Fillmore East, February 1970 is a live album by the rock group the Allman Brothers Band. It was recorded by Owsley Stanley at the Fillmore East in Manhattan on February 11, 13, and 14, 1970. It was released on CD in 1996.

In 2018, the album was remastered and rereleased by the Owsley Stanley Foundation, with the title Bear's Sonic Journals: Fillmore East, February 1970.  There are two different versions of this release.  One contains the same material as the original album.  The other is the Deluxe Edition, on three CDs, with two discs containing all the music that was captured on tape at the concerts.

The February 1970 concerts

On February 11, 13, and 14, 1970, the Allman Brothers Band, along with the Grateful Dead and Love, played at Bill Graham's Fillmore East auditorium in New York City.  The performances were taped by the Grateful Dead's sound engineer, Owsley ("Bear") Stanley.

What you should do:
Using the passage on the live album, answer the following:
(a) In what year was the album released on CD?
(b) How many CDs make up the Deluxe Edition of the 2018 rerelease?
(c) Which two other groups played at the Fillmore East alongside the Allman Brothers Band on those February dates?

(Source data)
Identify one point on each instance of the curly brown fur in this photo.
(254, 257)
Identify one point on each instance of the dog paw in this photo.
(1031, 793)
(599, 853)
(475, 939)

Correct result:
(a) 1996
(b) Three
(c) The Grateful Dead and Love